■ **Work to be completed**
Set down each line exactly, beginning with the one that contains "Objective: a point on each instance of the black picture" and continuing through the last line of the listing, and nothing else.

■ **Exercise input**
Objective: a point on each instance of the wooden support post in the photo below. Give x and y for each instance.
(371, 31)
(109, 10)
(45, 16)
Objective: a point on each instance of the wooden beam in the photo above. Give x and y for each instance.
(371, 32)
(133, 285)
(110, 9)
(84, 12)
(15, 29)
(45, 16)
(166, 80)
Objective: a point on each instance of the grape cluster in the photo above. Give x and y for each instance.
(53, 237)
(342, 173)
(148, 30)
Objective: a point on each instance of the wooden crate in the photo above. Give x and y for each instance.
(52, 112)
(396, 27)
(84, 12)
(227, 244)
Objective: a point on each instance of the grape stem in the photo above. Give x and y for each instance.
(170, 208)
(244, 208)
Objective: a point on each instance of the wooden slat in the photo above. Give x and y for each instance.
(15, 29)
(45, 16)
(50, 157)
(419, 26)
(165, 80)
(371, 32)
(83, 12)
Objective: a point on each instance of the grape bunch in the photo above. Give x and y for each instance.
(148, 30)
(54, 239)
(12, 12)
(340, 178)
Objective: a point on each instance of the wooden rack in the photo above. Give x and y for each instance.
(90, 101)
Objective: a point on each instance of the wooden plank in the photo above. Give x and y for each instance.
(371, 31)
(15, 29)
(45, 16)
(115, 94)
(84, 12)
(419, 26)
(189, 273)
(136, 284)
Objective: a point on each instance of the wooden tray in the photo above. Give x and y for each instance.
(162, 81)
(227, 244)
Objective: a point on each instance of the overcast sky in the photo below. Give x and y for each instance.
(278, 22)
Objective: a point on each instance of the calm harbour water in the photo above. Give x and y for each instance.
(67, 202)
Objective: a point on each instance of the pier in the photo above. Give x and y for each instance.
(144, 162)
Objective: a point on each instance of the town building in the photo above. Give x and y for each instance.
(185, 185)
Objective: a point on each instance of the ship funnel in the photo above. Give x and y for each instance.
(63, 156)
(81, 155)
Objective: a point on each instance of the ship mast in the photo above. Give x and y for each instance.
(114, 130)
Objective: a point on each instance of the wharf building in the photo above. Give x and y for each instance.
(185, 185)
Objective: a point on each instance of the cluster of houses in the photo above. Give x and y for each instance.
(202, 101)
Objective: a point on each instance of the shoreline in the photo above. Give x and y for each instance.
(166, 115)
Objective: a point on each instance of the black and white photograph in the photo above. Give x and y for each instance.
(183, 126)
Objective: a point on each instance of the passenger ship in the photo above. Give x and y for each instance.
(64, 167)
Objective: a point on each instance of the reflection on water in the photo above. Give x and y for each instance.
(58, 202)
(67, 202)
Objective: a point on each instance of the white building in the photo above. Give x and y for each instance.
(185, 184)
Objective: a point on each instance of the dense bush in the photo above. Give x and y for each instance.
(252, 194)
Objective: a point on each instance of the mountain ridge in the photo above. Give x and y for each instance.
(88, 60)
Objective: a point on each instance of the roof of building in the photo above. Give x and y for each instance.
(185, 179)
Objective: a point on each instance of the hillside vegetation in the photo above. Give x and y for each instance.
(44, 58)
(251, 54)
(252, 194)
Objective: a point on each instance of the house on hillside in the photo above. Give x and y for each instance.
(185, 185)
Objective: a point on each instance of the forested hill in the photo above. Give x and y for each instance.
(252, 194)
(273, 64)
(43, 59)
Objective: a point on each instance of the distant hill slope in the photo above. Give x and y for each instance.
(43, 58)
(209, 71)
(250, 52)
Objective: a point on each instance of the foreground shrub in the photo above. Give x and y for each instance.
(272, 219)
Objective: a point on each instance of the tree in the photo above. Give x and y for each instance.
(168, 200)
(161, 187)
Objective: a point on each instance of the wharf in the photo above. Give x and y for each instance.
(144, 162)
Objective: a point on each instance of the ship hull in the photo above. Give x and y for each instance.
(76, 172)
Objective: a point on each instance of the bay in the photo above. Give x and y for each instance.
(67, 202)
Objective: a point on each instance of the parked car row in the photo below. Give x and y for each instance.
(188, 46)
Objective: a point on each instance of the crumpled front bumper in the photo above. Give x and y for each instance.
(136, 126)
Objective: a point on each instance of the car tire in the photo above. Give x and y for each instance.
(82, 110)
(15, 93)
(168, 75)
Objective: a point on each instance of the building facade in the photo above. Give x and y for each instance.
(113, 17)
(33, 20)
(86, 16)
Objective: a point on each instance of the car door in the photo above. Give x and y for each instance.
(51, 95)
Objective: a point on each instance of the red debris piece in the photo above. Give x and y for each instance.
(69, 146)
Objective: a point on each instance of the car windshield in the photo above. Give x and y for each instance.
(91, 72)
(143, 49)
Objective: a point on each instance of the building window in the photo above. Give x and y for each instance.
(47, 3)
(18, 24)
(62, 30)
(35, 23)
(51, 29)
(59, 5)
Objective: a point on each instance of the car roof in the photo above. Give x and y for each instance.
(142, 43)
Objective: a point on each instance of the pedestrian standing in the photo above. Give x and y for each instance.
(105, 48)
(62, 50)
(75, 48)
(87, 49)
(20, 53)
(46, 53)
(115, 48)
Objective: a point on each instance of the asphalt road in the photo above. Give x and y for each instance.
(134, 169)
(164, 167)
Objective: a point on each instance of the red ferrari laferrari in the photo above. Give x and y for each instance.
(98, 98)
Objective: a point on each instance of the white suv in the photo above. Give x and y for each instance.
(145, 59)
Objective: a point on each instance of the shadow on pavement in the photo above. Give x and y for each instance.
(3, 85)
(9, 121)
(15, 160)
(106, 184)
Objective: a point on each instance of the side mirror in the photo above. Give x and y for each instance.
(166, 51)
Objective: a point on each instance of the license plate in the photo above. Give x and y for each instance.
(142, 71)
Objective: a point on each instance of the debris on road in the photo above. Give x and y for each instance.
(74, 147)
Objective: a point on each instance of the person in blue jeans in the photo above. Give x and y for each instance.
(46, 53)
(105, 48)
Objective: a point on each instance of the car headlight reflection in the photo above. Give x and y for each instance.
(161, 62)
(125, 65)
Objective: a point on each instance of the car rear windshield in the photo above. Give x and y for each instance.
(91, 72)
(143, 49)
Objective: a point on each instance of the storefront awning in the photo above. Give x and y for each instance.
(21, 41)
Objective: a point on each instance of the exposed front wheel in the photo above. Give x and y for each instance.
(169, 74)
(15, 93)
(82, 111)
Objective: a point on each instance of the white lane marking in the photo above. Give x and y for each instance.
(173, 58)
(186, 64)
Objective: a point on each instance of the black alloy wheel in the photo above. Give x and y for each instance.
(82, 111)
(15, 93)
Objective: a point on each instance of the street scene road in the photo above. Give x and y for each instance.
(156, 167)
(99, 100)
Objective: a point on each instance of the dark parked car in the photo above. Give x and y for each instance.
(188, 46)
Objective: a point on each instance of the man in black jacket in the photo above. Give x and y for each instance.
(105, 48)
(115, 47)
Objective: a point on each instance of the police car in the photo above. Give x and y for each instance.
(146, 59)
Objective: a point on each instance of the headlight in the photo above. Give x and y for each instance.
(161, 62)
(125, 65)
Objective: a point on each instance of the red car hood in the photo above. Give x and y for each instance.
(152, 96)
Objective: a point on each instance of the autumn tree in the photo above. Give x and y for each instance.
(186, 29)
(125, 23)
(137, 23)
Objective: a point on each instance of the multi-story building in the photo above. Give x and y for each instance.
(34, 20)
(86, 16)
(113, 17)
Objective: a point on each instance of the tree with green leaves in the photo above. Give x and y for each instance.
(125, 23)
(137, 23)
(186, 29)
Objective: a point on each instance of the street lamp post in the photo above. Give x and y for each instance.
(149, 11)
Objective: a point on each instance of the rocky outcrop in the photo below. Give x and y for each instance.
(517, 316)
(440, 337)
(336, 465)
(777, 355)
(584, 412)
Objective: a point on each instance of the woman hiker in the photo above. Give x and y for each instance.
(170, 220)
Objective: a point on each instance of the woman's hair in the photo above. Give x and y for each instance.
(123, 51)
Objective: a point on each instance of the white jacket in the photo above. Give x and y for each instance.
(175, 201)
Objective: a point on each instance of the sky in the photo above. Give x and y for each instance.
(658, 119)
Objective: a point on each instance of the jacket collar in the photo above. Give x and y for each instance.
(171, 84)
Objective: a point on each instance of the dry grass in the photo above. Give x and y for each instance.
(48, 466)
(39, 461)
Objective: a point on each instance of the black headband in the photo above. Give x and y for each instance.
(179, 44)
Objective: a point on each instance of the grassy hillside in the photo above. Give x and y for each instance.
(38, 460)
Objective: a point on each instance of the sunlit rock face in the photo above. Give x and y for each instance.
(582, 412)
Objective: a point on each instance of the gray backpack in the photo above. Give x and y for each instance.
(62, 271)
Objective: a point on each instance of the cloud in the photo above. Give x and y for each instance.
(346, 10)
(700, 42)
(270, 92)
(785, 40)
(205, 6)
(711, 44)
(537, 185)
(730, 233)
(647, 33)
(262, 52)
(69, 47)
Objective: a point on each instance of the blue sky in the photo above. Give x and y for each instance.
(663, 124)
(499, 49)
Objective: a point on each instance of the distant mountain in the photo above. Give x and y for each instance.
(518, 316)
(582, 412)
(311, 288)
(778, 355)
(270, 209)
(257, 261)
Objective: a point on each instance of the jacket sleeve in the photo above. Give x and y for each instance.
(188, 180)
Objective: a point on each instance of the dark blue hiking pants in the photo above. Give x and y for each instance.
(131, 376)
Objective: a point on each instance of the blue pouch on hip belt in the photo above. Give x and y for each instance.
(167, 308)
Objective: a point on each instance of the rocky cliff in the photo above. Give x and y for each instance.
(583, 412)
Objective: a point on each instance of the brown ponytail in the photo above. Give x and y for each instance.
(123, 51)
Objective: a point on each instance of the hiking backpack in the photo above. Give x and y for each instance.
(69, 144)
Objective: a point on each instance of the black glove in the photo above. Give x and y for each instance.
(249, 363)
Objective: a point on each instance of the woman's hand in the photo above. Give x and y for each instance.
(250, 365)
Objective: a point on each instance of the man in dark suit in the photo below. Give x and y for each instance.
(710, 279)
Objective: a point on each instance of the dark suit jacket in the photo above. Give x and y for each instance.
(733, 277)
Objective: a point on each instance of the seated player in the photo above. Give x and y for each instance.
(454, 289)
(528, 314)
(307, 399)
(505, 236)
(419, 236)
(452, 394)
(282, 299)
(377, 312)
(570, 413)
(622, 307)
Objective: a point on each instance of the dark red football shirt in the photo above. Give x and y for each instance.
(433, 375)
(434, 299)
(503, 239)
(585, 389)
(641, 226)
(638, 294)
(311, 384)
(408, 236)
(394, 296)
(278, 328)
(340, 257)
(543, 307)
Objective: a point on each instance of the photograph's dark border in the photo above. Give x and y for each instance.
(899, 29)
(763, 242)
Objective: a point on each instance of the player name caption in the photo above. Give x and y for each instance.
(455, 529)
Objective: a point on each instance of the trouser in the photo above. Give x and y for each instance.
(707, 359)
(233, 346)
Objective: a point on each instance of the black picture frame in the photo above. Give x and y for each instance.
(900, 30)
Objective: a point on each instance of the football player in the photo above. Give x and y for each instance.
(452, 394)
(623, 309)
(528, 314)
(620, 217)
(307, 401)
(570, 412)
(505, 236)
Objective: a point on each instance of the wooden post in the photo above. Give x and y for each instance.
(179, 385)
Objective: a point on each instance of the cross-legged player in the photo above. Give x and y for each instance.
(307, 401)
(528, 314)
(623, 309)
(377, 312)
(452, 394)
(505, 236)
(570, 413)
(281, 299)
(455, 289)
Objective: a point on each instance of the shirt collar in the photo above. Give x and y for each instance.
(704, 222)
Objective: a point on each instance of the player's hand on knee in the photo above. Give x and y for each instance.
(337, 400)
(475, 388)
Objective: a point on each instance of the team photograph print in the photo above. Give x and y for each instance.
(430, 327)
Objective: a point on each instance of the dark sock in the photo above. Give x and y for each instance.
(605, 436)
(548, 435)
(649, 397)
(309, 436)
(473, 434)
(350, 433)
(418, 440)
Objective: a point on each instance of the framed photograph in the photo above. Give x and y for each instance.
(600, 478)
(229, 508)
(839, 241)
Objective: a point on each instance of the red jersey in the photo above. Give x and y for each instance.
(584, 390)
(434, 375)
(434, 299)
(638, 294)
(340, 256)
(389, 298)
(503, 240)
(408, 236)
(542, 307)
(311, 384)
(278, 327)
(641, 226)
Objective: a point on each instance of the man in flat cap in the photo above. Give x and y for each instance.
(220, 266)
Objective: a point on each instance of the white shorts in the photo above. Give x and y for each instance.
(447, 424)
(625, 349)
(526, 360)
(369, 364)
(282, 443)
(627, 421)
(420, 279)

■ **Solved exercise**
Objective: a point on each instance of the black picture frame in the photo above. Give x and y for each instance.
(900, 30)
Objective: a point on each instance of the football player in the photo above. Give x and y for each instance.
(452, 394)
(623, 309)
(528, 314)
(620, 217)
(307, 401)
(570, 412)
(505, 236)
Objective: a point on each instance of the wooden post in the photo above. Give x and y for each instance.
(179, 385)
Objective: a point on each instance of the cross-legged player in the photo above. Give x and y for each instance.
(307, 401)
(528, 314)
(623, 309)
(377, 312)
(452, 394)
(505, 236)
(570, 413)
(281, 299)
(455, 289)
Objective: a point on each instance of the shirt collar in the photo above. Give x and y for each instance.
(704, 222)
Objective: a point on each instance of the player's hand on knee in the photo above. Give x and y for each instance.
(337, 400)
(475, 388)
Objective: a point on each instance of the team photograph print in the photo above. Give x and y for each instance.
(430, 327)
Objective: a point on each instance of the dark sock in the photo above. Give x and y for each instance.
(605, 436)
(548, 435)
(649, 397)
(309, 436)
(473, 434)
(350, 433)
(418, 440)
Objective: a point on each instance of the framed photograph in the photo above. Give x and y for each instance.
(600, 478)
(229, 508)
(839, 241)
Objective: a point on each instance of the red jersey in the photo above. Give x and y for each instance.
(584, 390)
(434, 375)
(434, 299)
(638, 294)
(340, 256)
(389, 298)
(503, 240)
(408, 236)
(542, 307)
(311, 384)
(278, 327)
(641, 226)
Objective: a point on each instance of the man in flat cap in the photo above. Give x and y for each instance.
(220, 266)
Objective: a point on each instance of the white shorts in the photo above. Give x and y for each instance.
(447, 424)
(625, 349)
(526, 360)
(369, 364)
(282, 443)
(627, 421)
(420, 279)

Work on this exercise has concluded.